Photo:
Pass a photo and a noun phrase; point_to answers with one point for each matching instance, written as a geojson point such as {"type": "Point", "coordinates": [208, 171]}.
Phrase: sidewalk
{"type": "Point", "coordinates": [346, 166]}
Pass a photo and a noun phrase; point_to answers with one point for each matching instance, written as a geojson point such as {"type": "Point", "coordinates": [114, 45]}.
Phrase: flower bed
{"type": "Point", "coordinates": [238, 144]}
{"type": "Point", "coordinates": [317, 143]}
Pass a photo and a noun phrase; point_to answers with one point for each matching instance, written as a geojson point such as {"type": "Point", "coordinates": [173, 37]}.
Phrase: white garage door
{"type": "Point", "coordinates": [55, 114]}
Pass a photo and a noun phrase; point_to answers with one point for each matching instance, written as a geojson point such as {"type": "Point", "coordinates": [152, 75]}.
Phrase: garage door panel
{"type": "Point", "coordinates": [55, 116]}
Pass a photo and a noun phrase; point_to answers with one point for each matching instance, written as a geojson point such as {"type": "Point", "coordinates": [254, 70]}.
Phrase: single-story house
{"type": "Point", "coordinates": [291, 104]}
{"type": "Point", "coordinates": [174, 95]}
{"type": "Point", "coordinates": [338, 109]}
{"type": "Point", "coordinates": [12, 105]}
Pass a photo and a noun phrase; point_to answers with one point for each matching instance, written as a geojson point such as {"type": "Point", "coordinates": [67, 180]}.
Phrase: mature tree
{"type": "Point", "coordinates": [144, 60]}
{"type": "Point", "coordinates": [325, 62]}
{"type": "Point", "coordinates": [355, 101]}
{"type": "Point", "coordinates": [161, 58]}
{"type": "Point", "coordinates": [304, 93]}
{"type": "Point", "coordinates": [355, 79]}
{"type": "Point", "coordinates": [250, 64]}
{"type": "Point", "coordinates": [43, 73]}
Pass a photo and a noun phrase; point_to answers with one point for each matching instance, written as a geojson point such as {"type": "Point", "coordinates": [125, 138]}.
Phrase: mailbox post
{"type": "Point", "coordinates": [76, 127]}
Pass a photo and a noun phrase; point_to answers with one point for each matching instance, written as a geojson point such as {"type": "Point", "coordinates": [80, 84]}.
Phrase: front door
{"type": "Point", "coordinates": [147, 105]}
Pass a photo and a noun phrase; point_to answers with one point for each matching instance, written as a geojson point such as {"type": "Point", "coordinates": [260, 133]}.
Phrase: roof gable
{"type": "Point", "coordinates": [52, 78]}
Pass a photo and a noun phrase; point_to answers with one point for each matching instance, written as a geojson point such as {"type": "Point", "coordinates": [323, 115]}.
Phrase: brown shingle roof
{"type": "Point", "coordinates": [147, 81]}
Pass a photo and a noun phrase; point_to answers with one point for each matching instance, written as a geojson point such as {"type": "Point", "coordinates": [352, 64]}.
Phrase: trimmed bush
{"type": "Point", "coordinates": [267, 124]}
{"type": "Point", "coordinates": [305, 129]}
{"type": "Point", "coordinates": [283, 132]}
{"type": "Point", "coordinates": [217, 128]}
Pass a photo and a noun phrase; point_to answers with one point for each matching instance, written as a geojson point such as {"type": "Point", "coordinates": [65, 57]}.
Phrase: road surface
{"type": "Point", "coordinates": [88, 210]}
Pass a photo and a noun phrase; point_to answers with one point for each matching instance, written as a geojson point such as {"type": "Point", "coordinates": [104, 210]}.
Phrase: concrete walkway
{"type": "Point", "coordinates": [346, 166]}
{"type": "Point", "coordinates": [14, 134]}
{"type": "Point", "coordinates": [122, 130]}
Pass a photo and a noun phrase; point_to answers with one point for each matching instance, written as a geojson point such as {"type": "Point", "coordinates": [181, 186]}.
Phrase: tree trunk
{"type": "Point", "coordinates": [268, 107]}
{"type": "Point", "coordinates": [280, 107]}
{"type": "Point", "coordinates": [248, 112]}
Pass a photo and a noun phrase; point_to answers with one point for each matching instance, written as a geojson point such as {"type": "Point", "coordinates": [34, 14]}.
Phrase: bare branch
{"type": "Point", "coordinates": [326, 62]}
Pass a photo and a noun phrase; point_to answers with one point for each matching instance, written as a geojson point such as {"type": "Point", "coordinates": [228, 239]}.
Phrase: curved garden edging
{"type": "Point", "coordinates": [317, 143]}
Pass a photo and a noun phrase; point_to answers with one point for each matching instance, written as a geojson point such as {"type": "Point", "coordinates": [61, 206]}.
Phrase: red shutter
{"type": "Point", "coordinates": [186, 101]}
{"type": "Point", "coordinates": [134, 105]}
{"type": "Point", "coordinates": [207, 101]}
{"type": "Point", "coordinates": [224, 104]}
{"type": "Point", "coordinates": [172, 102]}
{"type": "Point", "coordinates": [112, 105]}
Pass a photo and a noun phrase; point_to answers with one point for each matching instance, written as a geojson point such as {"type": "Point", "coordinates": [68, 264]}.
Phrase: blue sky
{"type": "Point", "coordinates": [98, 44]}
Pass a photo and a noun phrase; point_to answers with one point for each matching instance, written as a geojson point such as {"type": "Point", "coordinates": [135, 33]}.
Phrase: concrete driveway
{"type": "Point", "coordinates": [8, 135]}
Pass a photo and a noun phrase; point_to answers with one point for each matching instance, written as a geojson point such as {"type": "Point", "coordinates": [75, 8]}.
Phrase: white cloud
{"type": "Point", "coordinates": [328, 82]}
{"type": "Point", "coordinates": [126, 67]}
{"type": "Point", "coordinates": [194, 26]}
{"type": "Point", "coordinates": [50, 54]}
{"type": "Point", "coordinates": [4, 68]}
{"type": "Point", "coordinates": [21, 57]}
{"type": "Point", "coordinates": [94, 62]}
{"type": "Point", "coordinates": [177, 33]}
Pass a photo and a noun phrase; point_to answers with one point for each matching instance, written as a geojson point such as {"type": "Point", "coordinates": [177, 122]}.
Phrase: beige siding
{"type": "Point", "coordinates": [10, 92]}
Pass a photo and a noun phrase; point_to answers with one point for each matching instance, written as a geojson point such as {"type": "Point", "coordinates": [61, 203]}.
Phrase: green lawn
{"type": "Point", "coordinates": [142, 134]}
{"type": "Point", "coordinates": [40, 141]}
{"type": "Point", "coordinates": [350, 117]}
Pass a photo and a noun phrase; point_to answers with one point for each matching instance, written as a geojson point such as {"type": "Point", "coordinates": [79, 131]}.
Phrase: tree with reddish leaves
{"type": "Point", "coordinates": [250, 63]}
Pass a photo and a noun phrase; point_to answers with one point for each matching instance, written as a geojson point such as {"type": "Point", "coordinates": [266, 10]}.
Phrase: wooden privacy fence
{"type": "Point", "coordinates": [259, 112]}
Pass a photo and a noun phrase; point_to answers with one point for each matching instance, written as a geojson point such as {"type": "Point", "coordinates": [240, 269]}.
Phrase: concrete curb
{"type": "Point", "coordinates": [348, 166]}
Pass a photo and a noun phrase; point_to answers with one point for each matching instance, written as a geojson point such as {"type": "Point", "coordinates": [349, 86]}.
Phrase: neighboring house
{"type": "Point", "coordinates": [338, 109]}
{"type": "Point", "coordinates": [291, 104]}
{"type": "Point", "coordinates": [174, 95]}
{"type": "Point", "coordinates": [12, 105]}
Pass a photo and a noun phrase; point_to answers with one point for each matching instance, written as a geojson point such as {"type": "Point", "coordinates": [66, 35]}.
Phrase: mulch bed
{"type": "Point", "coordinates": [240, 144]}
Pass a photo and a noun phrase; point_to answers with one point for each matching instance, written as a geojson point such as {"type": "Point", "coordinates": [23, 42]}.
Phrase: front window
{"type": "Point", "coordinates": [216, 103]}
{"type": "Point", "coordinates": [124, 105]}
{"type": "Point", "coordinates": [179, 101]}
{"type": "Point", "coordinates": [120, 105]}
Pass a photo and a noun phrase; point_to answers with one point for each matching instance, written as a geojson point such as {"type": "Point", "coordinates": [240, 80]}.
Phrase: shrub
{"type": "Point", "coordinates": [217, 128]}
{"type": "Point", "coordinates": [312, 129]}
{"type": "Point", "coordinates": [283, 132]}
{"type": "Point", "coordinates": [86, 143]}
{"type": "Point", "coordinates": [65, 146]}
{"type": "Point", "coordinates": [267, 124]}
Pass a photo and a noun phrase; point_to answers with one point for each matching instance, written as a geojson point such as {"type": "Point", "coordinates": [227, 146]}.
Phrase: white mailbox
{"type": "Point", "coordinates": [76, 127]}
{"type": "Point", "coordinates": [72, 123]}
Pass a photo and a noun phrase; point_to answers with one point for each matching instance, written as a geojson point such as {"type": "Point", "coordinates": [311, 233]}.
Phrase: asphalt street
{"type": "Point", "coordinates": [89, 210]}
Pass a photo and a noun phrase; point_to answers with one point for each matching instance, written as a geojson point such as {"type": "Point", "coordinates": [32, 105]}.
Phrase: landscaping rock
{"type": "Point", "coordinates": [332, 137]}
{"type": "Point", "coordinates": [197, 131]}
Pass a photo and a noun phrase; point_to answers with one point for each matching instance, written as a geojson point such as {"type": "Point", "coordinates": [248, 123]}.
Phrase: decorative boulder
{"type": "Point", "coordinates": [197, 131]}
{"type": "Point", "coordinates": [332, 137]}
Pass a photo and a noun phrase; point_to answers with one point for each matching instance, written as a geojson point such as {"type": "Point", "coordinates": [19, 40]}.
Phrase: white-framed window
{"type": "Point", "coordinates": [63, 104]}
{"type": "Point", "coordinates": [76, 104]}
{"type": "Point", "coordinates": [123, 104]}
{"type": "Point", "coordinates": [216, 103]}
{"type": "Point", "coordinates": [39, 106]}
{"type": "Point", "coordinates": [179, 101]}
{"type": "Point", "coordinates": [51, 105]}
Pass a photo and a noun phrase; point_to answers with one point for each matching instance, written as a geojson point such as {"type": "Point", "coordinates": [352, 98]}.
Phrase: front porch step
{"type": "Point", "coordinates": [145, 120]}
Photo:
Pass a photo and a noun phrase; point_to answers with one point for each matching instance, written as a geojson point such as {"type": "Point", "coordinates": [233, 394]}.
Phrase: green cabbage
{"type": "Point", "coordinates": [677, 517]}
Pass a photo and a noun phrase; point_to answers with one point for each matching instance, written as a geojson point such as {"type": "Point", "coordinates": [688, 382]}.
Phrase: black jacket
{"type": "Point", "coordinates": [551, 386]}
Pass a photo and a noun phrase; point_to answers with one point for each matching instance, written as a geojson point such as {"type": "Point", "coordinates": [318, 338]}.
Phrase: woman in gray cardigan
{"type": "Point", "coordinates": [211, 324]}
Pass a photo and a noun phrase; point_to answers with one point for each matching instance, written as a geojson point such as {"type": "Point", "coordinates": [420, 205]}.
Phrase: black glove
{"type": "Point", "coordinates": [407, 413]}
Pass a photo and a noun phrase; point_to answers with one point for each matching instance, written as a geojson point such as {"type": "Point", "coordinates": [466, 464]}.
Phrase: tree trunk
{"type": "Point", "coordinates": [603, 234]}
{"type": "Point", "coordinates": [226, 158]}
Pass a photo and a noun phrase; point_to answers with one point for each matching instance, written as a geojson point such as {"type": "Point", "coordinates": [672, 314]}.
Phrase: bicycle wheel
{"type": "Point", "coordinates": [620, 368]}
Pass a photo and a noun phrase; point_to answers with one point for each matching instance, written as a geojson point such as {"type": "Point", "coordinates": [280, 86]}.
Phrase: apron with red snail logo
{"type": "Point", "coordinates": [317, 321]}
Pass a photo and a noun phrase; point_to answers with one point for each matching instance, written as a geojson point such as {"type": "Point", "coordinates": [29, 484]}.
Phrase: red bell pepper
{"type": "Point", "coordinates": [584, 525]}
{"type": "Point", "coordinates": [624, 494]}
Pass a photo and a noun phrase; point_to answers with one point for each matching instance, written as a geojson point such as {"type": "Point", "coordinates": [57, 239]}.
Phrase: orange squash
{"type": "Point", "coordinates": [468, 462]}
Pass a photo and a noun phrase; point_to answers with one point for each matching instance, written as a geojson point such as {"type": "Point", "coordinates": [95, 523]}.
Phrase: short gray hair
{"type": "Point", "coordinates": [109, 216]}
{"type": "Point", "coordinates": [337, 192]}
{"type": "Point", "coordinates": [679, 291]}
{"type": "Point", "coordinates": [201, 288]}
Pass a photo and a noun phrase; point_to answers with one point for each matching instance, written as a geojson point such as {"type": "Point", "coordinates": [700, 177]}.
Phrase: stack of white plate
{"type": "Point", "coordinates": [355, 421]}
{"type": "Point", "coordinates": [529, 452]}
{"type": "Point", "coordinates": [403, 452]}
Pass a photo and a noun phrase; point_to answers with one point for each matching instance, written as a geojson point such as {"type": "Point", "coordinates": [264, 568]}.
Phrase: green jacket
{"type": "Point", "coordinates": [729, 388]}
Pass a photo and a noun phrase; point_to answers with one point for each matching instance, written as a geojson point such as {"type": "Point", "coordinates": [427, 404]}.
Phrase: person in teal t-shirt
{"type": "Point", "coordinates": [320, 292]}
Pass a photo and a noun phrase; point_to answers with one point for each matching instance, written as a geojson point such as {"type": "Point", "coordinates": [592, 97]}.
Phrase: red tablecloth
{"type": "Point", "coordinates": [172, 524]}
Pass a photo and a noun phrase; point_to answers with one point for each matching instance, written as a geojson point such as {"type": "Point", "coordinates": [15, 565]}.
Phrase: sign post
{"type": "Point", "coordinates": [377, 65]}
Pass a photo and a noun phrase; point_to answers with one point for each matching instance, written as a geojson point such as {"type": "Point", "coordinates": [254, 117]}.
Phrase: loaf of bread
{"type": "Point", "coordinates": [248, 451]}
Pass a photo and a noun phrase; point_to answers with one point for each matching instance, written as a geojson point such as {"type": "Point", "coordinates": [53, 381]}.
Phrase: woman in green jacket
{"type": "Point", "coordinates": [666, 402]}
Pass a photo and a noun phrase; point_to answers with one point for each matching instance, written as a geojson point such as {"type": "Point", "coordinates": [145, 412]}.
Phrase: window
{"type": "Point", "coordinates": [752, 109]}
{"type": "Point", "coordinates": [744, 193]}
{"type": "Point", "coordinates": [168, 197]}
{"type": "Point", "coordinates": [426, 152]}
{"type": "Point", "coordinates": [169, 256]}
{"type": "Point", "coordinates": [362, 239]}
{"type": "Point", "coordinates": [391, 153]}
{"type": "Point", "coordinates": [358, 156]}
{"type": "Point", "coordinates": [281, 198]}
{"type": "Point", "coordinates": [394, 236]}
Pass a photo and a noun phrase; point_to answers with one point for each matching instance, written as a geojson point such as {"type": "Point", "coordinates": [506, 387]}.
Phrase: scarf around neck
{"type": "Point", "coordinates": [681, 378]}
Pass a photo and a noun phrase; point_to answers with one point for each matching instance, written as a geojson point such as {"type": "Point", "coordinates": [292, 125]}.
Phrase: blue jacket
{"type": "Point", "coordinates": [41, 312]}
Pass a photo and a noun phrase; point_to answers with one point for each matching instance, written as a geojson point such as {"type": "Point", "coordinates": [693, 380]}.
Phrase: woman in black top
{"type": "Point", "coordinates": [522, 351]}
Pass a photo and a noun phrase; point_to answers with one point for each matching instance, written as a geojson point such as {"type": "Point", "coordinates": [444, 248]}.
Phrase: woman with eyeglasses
*-*-*
» Task brief
Gather every line from the rows above that contains the word "house", copying each one in full. Case counts.

» Output of the task
Phrase: single-story house
Phrase: neighboring house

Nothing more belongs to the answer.